_RECORDS SHOWN_:
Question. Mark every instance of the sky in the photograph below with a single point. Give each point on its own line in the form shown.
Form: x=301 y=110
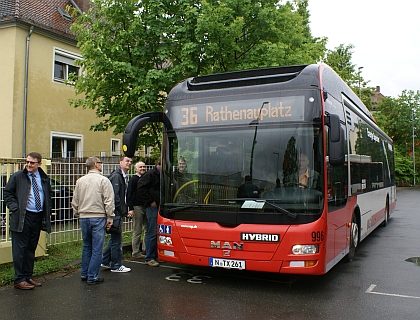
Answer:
x=385 y=36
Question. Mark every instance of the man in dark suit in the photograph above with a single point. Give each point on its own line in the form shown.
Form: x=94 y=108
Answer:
x=28 y=197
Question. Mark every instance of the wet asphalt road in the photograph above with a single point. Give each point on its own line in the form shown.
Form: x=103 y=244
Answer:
x=378 y=284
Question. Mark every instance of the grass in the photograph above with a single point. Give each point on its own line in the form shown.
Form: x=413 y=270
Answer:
x=61 y=257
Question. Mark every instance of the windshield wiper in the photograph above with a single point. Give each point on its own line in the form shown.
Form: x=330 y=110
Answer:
x=190 y=206
x=291 y=215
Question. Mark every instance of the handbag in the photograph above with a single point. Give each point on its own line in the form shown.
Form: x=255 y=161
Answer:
x=116 y=225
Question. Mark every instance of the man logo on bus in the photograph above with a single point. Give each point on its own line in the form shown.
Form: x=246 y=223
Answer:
x=263 y=237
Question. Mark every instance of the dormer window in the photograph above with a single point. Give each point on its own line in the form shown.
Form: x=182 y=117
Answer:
x=64 y=14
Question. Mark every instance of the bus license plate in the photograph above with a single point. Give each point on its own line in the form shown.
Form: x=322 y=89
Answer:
x=227 y=263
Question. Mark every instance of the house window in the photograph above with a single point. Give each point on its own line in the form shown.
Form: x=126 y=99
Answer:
x=115 y=147
x=64 y=65
x=66 y=145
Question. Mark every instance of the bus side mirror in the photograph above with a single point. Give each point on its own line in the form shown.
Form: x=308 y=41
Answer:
x=335 y=140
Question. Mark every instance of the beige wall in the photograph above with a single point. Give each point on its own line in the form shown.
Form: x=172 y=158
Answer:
x=9 y=79
x=47 y=106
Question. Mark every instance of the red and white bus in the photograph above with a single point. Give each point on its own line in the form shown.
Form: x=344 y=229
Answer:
x=258 y=124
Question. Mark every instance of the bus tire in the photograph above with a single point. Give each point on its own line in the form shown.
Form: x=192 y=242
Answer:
x=354 y=238
x=385 y=222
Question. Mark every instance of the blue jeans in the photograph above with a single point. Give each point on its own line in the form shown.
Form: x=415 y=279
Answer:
x=151 y=244
x=93 y=233
x=113 y=252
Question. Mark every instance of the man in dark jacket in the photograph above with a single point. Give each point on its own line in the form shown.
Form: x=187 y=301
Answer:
x=28 y=197
x=112 y=255
x=149 y=195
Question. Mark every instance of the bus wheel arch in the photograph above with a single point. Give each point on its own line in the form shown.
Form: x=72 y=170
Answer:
x=354 y=234
x=386 y=218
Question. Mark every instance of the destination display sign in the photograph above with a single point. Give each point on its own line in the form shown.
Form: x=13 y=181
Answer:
x=238 y=112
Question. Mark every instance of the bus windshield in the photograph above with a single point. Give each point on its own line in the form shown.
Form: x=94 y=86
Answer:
x=259 y=173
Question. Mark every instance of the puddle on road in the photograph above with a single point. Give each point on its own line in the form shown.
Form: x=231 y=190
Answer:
x=415 y=260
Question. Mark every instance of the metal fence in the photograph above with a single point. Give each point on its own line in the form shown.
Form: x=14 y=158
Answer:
x=64 y=174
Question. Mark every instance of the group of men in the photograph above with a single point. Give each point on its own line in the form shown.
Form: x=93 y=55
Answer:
x=99 y=202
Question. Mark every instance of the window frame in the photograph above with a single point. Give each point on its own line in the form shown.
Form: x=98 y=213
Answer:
x=67 y=59
x=79 y=138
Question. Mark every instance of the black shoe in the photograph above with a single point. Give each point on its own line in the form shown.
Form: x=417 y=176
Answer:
x=97 y=281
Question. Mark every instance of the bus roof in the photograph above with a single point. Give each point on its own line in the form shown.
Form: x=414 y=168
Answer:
x=266 y=79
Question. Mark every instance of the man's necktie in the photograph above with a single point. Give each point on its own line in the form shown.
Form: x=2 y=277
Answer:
x=35 y=189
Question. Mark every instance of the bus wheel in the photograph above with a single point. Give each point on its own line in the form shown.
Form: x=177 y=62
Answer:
x=385 y=222
x=354 y=238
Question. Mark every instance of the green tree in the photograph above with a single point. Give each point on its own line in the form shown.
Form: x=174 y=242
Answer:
x=135 y=51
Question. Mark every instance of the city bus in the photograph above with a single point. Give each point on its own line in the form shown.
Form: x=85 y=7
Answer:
x=319 y=171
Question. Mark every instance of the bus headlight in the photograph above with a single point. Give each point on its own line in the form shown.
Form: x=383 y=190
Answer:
x=165 y=240
x=305 y=249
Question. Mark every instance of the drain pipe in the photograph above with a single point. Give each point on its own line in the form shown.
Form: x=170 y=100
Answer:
x=25 y=97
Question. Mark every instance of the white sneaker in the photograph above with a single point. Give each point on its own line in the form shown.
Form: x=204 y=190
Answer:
x=121 y=269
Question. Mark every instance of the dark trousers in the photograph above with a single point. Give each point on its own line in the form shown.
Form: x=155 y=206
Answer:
x=24 y=245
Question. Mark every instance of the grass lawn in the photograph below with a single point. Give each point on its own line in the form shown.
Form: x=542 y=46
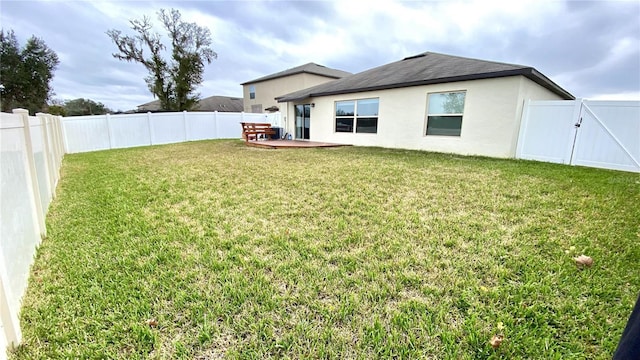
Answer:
x=213 y=250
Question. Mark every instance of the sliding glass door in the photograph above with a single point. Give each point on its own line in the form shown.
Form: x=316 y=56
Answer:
x=303 y=118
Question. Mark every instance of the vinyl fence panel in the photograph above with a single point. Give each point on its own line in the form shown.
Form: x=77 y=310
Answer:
x=127 y=131
x=167 y=128
x=547 y=131
x=609 y=135
x=603 y=134
x=102 y=132
x=86 y=133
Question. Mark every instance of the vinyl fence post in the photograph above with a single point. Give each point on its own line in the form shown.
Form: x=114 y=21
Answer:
x=151 y=132
x=185 y=125
x=8 y=316
x=47 y=147
x=109 y=130
x=31 y=173
x=65 y=141
x=215 y=125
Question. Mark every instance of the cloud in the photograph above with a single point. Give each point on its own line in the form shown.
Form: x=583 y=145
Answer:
x=589 y=47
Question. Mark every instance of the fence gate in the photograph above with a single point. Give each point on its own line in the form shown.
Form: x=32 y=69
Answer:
x=602 y=134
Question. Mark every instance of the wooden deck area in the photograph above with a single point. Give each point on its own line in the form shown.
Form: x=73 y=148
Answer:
x=290 y=144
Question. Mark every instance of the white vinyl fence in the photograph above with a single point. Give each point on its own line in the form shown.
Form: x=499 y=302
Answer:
x=31 y=152
x=602 y=134
x=102 y=132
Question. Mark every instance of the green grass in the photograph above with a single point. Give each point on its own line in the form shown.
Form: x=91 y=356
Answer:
x=362 y=253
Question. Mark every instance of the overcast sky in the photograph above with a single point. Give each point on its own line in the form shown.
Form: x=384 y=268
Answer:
x=590 y=48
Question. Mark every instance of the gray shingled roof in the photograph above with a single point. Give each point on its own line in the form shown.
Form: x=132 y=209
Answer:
x=423 y=69
x=310 y=68
x=211 y=103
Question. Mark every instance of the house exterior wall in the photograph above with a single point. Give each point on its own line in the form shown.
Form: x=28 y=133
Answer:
x=490 y=124
x=266 y=91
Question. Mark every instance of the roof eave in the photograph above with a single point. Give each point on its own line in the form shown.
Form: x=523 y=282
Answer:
x=530 y=73
x=258 y=80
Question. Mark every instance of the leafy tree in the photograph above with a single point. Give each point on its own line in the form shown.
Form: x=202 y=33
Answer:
x=173 y=81
x=25 y=74
x=81 y=106
x=57 y=110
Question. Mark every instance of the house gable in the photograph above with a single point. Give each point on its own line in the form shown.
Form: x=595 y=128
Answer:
x=260 y=94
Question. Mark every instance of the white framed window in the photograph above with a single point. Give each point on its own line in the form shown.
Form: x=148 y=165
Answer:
x=359 y=115
x=444 y=113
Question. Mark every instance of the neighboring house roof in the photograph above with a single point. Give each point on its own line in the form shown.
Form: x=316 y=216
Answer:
x=424 y=69
x=310 y=68
x=211 y=103
x=220 y=103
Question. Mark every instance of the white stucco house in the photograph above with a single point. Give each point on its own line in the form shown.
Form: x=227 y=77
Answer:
x=430 y=101
x=259 y=94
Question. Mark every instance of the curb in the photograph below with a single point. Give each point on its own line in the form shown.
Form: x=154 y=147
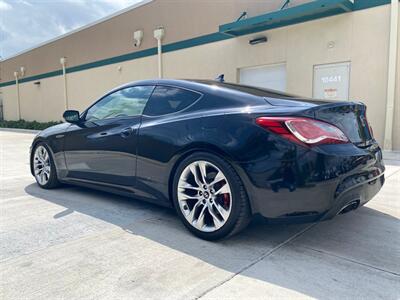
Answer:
x=19 y=130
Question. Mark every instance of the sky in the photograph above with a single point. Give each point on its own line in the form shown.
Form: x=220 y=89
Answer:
x=27 y=23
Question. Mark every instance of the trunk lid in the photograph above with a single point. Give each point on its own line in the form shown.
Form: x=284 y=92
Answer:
x=350 y=117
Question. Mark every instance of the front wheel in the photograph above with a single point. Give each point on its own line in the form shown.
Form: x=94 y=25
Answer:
x=210 y=197
x=44 y=168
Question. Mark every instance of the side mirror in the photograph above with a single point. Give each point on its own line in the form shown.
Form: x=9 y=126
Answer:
x=71 y=116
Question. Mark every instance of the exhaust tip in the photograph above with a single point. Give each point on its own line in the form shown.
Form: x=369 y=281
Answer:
x=349 y=207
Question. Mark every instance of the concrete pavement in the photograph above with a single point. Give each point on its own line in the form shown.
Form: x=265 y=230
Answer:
x=72 y=243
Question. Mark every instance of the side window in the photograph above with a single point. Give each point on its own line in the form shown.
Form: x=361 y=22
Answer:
x=166 y=100
x=122 y=103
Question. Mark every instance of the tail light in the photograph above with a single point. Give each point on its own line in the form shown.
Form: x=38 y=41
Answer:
x=303 y=130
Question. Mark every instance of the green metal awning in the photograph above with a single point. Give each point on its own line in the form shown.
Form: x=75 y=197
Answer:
x=297 y=14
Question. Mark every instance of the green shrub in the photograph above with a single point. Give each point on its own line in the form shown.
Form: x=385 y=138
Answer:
x=27 y=124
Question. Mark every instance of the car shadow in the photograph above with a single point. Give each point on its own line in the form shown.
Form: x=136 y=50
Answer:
x=348 y=236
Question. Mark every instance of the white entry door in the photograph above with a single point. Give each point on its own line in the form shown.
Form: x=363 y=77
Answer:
x=267 y=76
x=332 y=81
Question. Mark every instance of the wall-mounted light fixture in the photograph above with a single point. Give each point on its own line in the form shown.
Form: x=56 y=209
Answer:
x=159 y=34
x=16 y=75
x=22 y=71
x=258 y=40
x=137 y=38
x=63 y=62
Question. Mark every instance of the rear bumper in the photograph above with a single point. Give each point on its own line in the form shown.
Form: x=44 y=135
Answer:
x=315 y=185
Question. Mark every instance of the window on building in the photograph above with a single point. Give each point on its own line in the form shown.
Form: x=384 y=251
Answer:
x=126 y=102
x=166 y=100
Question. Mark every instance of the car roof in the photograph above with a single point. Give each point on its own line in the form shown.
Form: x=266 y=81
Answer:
x=212 y=86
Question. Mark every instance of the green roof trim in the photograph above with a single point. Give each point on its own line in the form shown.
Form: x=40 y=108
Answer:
x=297 y=14
x=301 y=13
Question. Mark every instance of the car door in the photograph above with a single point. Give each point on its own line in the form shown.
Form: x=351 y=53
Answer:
x=102 y=147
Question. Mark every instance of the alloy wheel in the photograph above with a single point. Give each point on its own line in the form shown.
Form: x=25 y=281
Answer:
x=204 y=196
x=41 y=165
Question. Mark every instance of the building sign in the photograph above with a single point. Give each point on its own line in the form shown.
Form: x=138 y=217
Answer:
x=331 y=81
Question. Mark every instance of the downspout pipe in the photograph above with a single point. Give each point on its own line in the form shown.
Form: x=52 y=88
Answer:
x=391 y=84
x=63 y=62
x=159 y=34
x=16 y=75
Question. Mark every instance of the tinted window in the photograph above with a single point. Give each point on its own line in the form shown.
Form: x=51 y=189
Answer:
x=122 y=103
x=166 y=100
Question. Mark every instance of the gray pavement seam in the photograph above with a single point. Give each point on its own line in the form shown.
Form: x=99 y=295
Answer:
x=350 y=260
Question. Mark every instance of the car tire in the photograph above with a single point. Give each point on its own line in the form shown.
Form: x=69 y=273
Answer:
x=47 y=179
x=218 y=227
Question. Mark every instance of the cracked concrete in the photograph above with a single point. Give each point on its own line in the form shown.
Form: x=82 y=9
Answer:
x=75 y=243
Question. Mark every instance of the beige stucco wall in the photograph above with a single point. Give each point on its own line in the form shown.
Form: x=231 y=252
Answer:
x=114 y=36
x=360 y=37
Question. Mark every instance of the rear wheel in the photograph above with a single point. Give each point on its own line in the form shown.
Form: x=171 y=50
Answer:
x=43 y=167
x=210 y=197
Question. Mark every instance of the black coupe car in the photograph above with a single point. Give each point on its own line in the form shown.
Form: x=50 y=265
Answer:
x=217 y=152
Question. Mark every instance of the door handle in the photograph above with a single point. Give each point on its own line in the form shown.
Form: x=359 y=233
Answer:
x=126 y=132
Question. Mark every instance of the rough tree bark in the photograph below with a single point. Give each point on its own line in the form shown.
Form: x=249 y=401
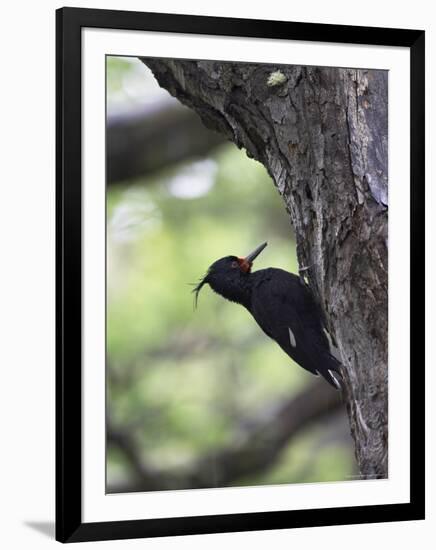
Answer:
x=322 y=135
x=145 y=139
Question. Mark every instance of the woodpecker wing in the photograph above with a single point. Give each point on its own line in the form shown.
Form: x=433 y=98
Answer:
x=286 y=311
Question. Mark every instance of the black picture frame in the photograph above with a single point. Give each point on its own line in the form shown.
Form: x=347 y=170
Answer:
x=69 y=525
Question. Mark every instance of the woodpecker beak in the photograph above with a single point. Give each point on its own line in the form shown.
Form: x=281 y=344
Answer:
x=253 y=255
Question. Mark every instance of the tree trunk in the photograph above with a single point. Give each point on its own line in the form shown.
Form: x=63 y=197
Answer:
x=322 y=135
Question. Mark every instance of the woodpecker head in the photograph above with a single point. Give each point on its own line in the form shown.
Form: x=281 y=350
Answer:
x=229 y=276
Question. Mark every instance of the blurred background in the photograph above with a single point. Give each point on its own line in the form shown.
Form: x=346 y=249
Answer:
x=198 y=398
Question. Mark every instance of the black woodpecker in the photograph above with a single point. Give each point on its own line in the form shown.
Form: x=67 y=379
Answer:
x=282 y=305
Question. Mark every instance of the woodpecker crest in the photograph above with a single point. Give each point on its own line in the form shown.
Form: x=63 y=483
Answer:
x=282 y=306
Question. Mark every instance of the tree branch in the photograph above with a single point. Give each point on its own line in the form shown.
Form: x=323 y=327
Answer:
x=322 y=135
x=147 y=139
x=253 y=450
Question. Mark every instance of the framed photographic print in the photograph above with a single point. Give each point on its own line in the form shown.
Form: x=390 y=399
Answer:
x=240 y=225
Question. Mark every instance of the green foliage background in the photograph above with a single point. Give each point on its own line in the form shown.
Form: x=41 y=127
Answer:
x=185 y=382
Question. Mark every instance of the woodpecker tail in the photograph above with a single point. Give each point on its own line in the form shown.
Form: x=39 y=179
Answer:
x=331 y=372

_AIM OF THE TASK_: Copy word for word every line from the start of the material through the line holding "Question. Mark every instance of the dormer". The pictures are not part of the copy.

_TASK SOLUTION_:
Question. Mark every instance of the sky in the photograph below with a single point. Give each point on its own line in the form shown.
Form: x=301 y=110
Answer:
x=385 y=36
Question. Mark every instance of the man in dark suit in the photograph above with a single point. Give each point on its own line in the form shown.
Form: x=94 y=108
Answer:
x=28 y=197
Question. Mark every instance of the wet asphalt road in the photograph above with a single point. Give each point on its own line in the form shown.
Form: x=103 y=244
Answer:
x=378 y=284
Question. Mark every instance of the grass in the photograph above with a single point. Give each point on its own line in the form shown.
Form: x=413 y=270
Answer:
x=61 y=257
Question. Mark every instance of the windshield wiper in the photograph above with a single point. Give each point on its own line in the form shown.
Form: x=330 y=110
Answer:
x=190 y=206
x=291 y=215
Question. Mark every instance of the handbag in the photograph above with a single point. Give each point on its own line in the form shown.
Form: x=255 y=161
Answer:
x=116 y=225
Question. Mark every instance of the man logo on bus in the photograph above with a single point. Give each point on its own line in the form shown.
Form: x=246 y=223
Answer:
x=263 y=237
Question. Mark every instance of the dormer window in the photograph above with a single point. Give each point on its own line in the form shown.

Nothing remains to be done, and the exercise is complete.